## DIRECTION
Find the line that contains "Thanks for the photo. Could you please mark the fallen". Output it and every line after it to the end of the records, exactly as they appear.

## THE DATA
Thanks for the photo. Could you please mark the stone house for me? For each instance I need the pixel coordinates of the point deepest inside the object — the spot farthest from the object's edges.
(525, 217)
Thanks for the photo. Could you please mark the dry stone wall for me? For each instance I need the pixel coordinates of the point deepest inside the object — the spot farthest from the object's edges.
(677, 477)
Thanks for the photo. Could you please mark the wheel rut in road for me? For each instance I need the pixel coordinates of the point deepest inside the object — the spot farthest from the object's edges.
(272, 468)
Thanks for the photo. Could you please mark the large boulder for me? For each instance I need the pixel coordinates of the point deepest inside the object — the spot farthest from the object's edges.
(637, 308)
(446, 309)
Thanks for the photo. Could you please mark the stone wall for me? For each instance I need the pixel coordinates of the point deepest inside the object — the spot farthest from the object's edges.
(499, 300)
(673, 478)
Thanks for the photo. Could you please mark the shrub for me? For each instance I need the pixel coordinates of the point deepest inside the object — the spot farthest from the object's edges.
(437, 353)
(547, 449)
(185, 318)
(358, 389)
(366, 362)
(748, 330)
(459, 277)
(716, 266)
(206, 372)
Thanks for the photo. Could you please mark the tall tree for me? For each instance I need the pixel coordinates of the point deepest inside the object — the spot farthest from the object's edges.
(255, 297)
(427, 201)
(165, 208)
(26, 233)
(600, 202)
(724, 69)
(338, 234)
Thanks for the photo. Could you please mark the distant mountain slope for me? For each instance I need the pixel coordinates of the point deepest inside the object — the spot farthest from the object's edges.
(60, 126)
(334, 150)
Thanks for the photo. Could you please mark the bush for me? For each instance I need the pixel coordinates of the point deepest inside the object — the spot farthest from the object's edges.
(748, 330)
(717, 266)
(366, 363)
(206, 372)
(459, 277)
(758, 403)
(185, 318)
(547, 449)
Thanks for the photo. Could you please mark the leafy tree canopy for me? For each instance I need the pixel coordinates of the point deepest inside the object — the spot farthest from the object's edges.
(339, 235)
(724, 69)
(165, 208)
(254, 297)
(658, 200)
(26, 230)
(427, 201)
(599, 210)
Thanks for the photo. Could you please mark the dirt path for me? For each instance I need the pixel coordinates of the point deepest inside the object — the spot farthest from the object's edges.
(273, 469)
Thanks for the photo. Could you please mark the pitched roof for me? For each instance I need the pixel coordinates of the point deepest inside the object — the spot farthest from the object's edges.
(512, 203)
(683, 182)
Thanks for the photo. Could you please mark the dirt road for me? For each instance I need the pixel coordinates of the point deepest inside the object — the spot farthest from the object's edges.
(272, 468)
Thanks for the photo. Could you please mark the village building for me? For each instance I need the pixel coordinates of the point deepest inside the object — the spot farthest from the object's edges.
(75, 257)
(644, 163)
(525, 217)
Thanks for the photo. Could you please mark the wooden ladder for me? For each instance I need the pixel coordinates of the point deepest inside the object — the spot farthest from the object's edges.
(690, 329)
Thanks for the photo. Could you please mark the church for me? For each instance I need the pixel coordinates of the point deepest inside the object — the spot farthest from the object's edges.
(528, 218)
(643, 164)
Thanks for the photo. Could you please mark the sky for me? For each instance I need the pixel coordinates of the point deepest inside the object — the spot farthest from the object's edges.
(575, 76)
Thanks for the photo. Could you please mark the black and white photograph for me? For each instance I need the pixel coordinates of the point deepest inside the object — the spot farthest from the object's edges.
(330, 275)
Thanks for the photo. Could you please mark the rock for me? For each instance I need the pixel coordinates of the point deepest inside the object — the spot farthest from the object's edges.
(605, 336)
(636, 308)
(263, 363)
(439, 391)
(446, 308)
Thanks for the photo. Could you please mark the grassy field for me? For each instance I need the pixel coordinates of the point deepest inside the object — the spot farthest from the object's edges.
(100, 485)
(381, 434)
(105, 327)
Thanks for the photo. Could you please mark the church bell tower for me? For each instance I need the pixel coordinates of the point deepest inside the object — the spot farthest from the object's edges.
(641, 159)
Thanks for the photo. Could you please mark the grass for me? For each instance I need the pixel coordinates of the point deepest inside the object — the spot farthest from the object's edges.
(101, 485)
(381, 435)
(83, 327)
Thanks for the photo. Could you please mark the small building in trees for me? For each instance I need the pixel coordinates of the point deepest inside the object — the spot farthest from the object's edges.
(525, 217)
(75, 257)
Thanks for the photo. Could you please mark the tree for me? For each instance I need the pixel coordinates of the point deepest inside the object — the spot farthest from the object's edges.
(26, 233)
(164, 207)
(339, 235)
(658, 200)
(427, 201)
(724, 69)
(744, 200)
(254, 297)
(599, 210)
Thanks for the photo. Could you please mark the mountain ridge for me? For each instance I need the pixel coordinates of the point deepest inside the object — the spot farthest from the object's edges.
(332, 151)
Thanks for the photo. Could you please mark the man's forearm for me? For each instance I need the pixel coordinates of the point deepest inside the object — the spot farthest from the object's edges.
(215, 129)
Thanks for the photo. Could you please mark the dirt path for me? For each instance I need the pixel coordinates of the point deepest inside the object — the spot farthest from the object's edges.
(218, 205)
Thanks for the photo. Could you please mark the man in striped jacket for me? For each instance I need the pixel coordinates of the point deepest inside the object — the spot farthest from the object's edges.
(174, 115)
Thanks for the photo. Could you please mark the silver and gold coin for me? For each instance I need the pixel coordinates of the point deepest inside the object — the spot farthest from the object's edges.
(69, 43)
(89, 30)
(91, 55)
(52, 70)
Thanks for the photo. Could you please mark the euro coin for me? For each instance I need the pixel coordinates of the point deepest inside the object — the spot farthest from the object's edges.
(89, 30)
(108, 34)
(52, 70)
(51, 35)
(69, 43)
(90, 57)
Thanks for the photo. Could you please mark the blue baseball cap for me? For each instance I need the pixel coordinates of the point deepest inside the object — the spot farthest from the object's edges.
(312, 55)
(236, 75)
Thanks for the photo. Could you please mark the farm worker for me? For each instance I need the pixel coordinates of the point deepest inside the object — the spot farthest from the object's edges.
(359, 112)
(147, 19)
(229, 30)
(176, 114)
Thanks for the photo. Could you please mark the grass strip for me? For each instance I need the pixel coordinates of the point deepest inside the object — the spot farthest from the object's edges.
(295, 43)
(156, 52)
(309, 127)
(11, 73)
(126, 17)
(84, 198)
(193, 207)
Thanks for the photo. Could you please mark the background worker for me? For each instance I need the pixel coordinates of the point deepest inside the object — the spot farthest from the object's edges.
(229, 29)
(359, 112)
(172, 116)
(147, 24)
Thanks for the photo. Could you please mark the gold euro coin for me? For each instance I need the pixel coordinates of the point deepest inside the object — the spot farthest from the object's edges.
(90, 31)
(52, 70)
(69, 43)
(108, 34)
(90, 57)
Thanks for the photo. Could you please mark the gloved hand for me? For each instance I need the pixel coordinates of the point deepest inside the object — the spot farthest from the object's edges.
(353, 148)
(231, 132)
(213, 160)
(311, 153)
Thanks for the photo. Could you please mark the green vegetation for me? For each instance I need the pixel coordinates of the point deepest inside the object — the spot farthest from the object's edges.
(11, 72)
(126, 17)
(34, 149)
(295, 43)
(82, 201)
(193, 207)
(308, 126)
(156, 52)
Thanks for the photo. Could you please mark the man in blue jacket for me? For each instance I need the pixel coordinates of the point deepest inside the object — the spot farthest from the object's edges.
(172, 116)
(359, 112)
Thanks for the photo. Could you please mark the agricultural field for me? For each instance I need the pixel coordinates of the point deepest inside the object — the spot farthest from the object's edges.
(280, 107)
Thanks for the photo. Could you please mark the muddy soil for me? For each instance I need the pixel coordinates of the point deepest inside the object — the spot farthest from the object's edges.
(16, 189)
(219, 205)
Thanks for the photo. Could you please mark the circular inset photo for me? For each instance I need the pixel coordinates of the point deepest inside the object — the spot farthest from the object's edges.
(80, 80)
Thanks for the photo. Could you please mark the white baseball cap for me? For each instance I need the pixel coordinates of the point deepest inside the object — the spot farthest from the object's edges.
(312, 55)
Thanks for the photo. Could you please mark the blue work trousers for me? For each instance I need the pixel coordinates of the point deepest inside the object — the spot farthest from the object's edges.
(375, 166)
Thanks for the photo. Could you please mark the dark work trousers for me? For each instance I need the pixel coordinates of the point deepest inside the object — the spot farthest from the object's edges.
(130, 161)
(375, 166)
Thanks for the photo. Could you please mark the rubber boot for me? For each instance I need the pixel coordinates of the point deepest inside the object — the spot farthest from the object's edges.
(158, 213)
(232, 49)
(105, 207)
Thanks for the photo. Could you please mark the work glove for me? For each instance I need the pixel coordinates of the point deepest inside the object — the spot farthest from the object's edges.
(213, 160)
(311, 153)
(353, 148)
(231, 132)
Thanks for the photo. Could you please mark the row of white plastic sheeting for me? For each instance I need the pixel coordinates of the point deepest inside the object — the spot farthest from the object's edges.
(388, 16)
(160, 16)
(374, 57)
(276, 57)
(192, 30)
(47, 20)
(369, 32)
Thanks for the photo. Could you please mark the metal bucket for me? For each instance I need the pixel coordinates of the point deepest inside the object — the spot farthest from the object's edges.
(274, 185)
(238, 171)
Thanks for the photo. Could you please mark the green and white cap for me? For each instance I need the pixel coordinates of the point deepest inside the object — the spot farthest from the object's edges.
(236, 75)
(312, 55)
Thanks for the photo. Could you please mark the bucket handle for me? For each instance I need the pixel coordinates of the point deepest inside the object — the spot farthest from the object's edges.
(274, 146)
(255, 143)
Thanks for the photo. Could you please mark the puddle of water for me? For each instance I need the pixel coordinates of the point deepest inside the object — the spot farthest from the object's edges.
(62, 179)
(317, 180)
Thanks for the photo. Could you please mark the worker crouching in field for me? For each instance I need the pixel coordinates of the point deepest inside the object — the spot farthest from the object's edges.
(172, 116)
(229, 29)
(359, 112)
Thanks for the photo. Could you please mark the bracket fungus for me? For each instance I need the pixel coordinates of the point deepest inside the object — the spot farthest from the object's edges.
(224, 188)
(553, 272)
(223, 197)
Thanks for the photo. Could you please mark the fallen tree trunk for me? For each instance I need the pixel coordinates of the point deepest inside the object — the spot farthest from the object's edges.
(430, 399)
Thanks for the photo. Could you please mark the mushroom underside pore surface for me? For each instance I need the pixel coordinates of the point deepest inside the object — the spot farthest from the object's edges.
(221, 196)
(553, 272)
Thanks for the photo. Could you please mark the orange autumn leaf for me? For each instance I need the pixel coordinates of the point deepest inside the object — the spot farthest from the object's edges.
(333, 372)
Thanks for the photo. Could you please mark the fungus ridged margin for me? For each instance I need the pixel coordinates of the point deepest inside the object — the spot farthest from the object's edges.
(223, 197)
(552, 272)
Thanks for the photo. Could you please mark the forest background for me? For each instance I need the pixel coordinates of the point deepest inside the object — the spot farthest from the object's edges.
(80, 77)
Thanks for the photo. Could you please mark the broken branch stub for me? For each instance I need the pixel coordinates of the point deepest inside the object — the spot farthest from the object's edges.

## WRITTEN RESPONSE
Thanks for the photo. Could you please mark the fallen tree trunk for me? For each instance I need the pixel coordinates of the point deepest inside the object — the spot farthest from the object's edges.
(430, 399)
Thanks for the photo. Could you please mark the mushroom underside pore surface for me? For each instance I need the pixel coordinates of the point deepest inside the object — the spot farthest from the object's edges.
(221, 196)
(553, 272)
Thanks for the photo. Could you please mark the orange autumn leaf for me? For each instance I need the pixel coordinates of the point deepest inside the object — the spot farthest from the object's edges.
(333, 372)
Thanks for the photo. Could you please mark the fungus ridged margin for me? For each instance I need the pixel coordinates of the point deepest inside the object — the spot farthest from the object's edges.
(223, 197)
(552, 272)
Thanks for the photo. Could you please mark the forest background for me? For each instance I need the pixel coordinates of the point deepest inside the object — the spot farthest from the object's edges.
(80, 77)
Thanks for the photo. Could you please mark the broken branch stub for me? For each instance I need the pixel coordinates of the point deepest inside the object — the spot farthest from the object's edges.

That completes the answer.